▸ **TASK TO CARRY OUT**
Output each record below exactly, and include all of them.

▸ **MATERIAL FOR THIS TASK**
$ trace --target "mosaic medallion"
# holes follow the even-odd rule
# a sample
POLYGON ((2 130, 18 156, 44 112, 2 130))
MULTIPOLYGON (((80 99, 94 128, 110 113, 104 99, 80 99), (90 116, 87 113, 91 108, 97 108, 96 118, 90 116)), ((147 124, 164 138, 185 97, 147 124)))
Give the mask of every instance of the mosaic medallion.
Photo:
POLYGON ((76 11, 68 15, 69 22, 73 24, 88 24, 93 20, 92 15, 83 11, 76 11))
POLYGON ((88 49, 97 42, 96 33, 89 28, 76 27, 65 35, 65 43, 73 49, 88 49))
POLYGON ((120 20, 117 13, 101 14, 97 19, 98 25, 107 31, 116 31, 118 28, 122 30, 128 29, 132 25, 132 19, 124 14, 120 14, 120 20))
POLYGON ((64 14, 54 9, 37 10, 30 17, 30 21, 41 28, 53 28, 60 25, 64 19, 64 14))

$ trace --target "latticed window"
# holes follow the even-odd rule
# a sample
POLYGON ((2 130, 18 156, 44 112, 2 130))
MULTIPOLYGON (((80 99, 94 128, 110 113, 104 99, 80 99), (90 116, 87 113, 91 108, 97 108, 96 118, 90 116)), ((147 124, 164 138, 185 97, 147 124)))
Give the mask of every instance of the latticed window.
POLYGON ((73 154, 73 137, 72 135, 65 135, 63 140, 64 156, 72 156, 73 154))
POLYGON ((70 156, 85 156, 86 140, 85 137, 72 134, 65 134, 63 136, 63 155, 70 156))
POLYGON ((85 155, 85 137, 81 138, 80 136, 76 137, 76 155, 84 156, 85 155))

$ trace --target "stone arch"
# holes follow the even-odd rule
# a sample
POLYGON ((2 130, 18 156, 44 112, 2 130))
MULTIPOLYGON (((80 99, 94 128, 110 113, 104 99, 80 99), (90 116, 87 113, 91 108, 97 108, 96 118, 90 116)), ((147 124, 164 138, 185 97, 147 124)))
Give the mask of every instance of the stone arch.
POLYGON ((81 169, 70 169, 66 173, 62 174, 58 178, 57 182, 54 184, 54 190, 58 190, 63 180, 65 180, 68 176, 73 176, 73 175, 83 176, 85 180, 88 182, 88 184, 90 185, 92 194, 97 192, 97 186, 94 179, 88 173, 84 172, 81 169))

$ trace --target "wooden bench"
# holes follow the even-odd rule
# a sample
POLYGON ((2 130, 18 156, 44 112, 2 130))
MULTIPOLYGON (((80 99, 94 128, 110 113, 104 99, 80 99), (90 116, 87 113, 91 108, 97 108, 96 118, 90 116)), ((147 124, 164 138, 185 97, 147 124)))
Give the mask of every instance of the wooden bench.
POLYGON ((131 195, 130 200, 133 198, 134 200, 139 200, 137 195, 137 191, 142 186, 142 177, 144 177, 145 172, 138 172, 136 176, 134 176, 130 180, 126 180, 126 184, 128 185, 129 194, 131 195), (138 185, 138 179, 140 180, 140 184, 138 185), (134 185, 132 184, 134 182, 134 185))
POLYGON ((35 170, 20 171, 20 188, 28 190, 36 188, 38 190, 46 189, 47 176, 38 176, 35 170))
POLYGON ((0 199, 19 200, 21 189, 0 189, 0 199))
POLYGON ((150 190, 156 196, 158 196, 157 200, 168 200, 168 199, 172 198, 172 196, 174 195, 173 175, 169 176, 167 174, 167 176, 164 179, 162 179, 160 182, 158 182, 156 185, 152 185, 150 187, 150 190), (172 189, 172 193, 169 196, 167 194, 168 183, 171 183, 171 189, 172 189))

▸ **RESULT FOR THIS EXERCISE**
$ trace --target "mosaic medallion"
# holes follow the even-odd rule
# a sample
POLYGON ((2 130, 18 156, 44 112, 2 130))
MULTIPOLYGON (((80 99, 94 128, 110 113, 104 99, 80 99), (90 116, 87 113, 91 108, 97 108, 96 118, 90 116)), ((147 124, 164 138, 185 97, 147 124)))
Give the mask of every instance of the mosaic medallion.
Photo:
POLYGON ((76 11, 68 15, 69 22, 73 24, 88 24, 93 20, 92 15, 83 11, 76 11))
POLYGON ((88 49, 97 42, 96 33, 89 28, 76 27, 65 35, 65 43, 73 49, 88 49))
POLYGON ((120 20, 117 13, 101 14, 97 19, 98 25, 107 31, 116 31, 118 28, 122 30, 128 29, 132 25, 132 19, 124 14, 120 14, 120 20))
POLYGON ((64 14, 54 9, 37 10, 30 17, 30 21, 41 28, 53 28, 60 25, 64 19, 64 14))

$ trace --target "latticed window"
# holes follow the even-odd rule
# a sample
POLYGON ((2 130, 18 156, 44 112, 2 130))
MULTIPOLYGON (((80 99, 94 128, 110 113, 104 99, 80 99), (90 116, 87 113, 91 108, 97 108, 96 118, 90 116)), ((147 124, 164 138, 185 97, 147 124)))
Give the mask of every instance of the latticed window.
POLYGON ((73 154, 73 137, 72 135, 65 135, 63 140, 64 156, 72 156, 73 154))
POLYGON ((70 156, 85 156, 86 140, 85 137, 72 134, 65 134, 63 136, 63 155, 70 156))
POLYGON ((85 155, 85 137, 81 138, 80 136, 76 137, 76 155, 84 156, 85 155))

$ trace --target "stone arch"
# holes follow the even-odd rule
# a sample
POLYGON ((2 130, 18 156, 44 112, 2 130))
MULTIPOLYGON (((80 99, 94 128, 110 113, 104 99, 80 99), (90 116, 87 113, 91 108, 97 108, 96 118, 90 116)), ((147 124, 164 138, 185 97, 147 124)))
Give the mask of every instance of the stone arch.
POLYGON ((81 169, 70 169, 66 173, 62 174, 58 178, 57 182, 54 184, 54 190, 58 190, 63 180, 65 180, 68 176, 73 176, 73 175, 83 176, 85 180, 88 182, 88 184, 90 185, 92 194, 97 192, 97 186, 94 179, 88 173, 84 172, 81 169))

$ trace --target "wooden bench"
# holes follow the even-odd rule
# a sample
POLYGON ((2 130, 18 156, 44 112, 2 130))
MULTIPOLYGON (((80 99, 94 128, 110 113, 104 99, 80 99), (90 116, 87 113, 91 108, 97 108, 96 118, 90 116)), ((147 124, 164 138, 185 97, 147 124)))
Give the mask of every instance of the wooden bench.
POLYGON ((131 195, 130 200, 133 198, 134 200, 139 200, 137 195, 137 191, 142 186, 142 177, 144 177, 145 172, 138 172, 136 176, 134 176, 130 180, 126 180, 126 184, 128 185, 129 194, 131 195), (138 185, 138 179, 140 180, 140 184, 138 185), (134 185, 132 184, 134 182, 134 185))
POLYGON ((35 170, 20 171, 20 188, 28 190, 36 188, 38 190, 46 189, 47 176, 38 176, 35 170))
POLYGON ((0 199, 19 200, 21 189, 0 189, 0 199))
POLYGON ((150 190, 156 196, 158 196, 157 200, 168 200, 168 199, 172 198, 172 196, 174 195, 173 175, 169 176, 167 174, 167 176, 164 179, 162 179, 160 182, 158 182, 156 185, 152 185, 150 187, 150 190), (172 189, 172 193, 169 196, 167 194, 168 183, 171 183, 171 189, 172 189))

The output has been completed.